Il y a deux décennies, Kenneth Rogoff (2003) s’était penché sur la forte baisse de l’inflation que l’économie mondiale avait connue depuis les années 1980. Il expliquait notamment celle-ci par la mondialisation et la hausse des exportations en provenance de pays à bas coût comme la Chine, ainsi que par la plus grande crédibilité acquise par les banques centrales dans leur lutte contre l’inflation. En l’occurrence, la mondialisation n’a pas seulement contribué à contenir les prix, elle a pu aussi rendre les prix domestiques plus sensibles aux évolutions internationales.
Jongrim Ha, Ayhan Kose, Franziska Ohnsorge et Hakan Yilmazkuday (2023) ont étudié les facteurs derrière les fluctuations de l’inflation mondiale, en définissant celle-ci comme le facteur commun dans l’inflation des pays du G7, au cours du dernier demi-siècle. Pour cela, ils utilisent un modèle VAR où ils observent les contributions de différents chocs, en l’occurrence les chocs de demande, les chocs d’offre, les chocs pétroliers et les chocs de taux d’intérêt.

**********

» Consignes:
1. Modifiez le passage de l'extrait sur l'inflation mondiale allant de « Jongrim Ha, Ayhan » jusqu'à « de taux d’intérêt. » inclus en y remplaçant « G7 » par « G20 ».
2. Énumérez les différents types de chocs dont le modèle VAR observe les contributions, d'après l'extrait sur l'inflation mondiale.
3. Prolongez l'extrait sur l'inflation mondiale au-delà de sa dernière phrase.

» Lignes fournies:
**********

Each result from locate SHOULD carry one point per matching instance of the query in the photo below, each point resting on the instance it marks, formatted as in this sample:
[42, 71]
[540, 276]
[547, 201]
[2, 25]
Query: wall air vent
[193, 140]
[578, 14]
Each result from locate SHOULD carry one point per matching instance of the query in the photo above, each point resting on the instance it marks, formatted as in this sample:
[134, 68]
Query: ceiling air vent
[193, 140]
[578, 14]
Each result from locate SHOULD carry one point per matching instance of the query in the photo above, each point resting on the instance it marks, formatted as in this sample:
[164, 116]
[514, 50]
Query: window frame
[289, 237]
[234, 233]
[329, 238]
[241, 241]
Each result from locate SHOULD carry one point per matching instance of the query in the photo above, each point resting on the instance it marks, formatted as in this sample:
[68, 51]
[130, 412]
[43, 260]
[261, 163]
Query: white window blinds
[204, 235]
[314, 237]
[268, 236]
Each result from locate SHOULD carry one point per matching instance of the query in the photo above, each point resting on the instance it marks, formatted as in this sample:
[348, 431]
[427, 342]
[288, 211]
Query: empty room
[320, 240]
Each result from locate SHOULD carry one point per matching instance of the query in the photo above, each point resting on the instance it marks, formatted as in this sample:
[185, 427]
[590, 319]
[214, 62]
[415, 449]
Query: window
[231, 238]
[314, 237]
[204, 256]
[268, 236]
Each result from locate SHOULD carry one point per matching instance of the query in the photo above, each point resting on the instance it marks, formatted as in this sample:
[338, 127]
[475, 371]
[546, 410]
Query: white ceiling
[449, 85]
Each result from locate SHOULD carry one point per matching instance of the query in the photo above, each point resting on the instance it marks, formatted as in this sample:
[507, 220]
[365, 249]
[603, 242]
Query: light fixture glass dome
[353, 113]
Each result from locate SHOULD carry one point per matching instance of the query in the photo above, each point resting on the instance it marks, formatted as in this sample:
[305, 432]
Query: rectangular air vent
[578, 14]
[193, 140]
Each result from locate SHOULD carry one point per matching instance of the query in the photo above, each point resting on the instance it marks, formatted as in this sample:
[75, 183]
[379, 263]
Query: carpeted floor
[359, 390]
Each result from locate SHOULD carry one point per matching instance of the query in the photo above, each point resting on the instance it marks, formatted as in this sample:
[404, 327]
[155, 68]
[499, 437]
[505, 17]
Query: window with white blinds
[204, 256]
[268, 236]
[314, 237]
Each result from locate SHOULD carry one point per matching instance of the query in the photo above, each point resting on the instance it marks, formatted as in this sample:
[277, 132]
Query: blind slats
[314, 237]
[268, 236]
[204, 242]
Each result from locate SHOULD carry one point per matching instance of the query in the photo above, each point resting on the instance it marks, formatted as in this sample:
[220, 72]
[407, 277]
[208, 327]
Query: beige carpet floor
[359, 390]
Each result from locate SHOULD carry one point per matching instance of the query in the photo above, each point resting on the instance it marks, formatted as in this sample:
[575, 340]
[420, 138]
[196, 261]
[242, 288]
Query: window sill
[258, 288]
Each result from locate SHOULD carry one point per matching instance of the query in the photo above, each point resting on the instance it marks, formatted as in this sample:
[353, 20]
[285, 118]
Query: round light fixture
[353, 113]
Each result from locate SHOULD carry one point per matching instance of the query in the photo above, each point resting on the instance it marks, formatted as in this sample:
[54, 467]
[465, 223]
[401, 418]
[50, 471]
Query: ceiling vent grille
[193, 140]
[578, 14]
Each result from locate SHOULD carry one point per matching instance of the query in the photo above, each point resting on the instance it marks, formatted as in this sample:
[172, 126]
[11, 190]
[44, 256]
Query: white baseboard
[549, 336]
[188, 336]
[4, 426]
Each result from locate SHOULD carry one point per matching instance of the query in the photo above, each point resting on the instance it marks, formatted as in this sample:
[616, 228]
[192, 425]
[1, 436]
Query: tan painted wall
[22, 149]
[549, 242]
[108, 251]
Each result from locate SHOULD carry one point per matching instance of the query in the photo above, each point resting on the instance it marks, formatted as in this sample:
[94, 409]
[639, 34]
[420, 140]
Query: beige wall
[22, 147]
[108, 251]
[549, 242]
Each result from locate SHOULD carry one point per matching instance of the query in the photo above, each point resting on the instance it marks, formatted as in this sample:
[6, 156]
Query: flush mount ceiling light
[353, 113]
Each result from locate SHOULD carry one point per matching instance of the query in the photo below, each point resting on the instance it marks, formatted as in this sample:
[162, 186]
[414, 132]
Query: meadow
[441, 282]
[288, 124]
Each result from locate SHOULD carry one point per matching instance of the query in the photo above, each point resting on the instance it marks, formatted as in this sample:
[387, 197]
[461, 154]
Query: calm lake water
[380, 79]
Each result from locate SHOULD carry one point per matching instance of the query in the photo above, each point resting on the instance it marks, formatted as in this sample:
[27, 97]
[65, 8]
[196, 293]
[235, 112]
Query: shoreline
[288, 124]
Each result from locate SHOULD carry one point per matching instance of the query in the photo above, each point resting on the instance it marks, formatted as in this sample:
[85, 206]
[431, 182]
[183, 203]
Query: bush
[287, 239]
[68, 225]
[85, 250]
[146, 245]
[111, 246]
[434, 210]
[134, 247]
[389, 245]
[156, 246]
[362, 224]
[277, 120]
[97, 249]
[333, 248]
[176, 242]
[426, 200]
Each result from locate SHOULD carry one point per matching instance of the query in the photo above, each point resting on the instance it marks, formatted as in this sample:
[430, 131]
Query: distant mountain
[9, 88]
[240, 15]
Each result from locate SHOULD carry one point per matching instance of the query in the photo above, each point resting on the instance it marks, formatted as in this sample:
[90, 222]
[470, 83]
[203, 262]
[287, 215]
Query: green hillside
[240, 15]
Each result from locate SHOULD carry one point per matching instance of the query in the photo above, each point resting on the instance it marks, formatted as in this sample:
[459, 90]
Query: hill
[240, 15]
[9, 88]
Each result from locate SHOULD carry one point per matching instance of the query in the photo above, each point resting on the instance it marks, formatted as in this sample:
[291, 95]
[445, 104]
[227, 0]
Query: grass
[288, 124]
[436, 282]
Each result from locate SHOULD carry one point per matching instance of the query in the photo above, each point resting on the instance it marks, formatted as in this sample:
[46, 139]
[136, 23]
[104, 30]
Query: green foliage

**********

» Corrigé:
1.
Jongrim Ha, Ayhan Kose, Franziska Ohnsorge et Hakan Yilmazkuday (2023) ont étudié les facteurs derrière les fluctuations de l’inflation mondiale, en définissant celle-ci comme le facteur commun dans l’inflation des pays du G20, au cours du dernier demi-siècle. Pour cela, ils utilisent un modèle VAR où ils observent les contributions de différents chocs, en l’occurrence les chocs de demande, les chocs d’offre, les chocs pétroliers et les chocs de taux d’intérêt.

2.
chocs de demande
chocs d'offre
chocs pétroliers
chocs de taux d'intérêt

3.
D’après leurs estimations, les chocs pétroliers et, dans une moindre mesure, les chocs de demande mondiale expliquent l’essentiel de la variation de l’inflation mondiale : au cours de l’ensemble de la période allant de 1970 à 2022, les premiers ont expliqué plus de 38 % des variations de l’inflation et les seconds environ 28 % de celles-ci.
La contribution respective des différents chocs a changé au cours du temps. En l’occurrence, la contribution des chocs de demande et des chocs pétroliers a augmenté au cours du temps, tandis que celle des chocs d’offre a diminué (cf. graphique 1). Selon les estimations de Ha et de ses coauteurs, les chocs de demande et les chocs pétroliers expliquaient 65 % des variations de l’inflation mondiale en 2001-2022, contre 56 % entre 1970 et 2000 ; les chocs d’offre ont contribué à 13 % des variations de l’inflation mondiale entre 2011 et 2022, contre 25 % entre 1970 et 2000. Sur l’ensemble de la période, la contribution des chocs de taux d’intérêt aux variations de l’inflation mondiale a été assez stable : elle a été comprise entre 19 et 22 %.
Les fluctuations de l’inflation autour des récessions mondiales enregistrées depuis 1970 s’expliquent essentiellement par les chocs pétroliers et les chocs de demande. Lors de la pandémie de Covid-19 par exemple, la baisse brutale de l’inflation mondiale s’explique par la chute de la demande mondiale, tandis que le rebond de l’inflation observée à partir du milieu de l’année 2020 s’explique essentiellement par les chocs pétroliers et les chocs de demande (cf. graphique 2).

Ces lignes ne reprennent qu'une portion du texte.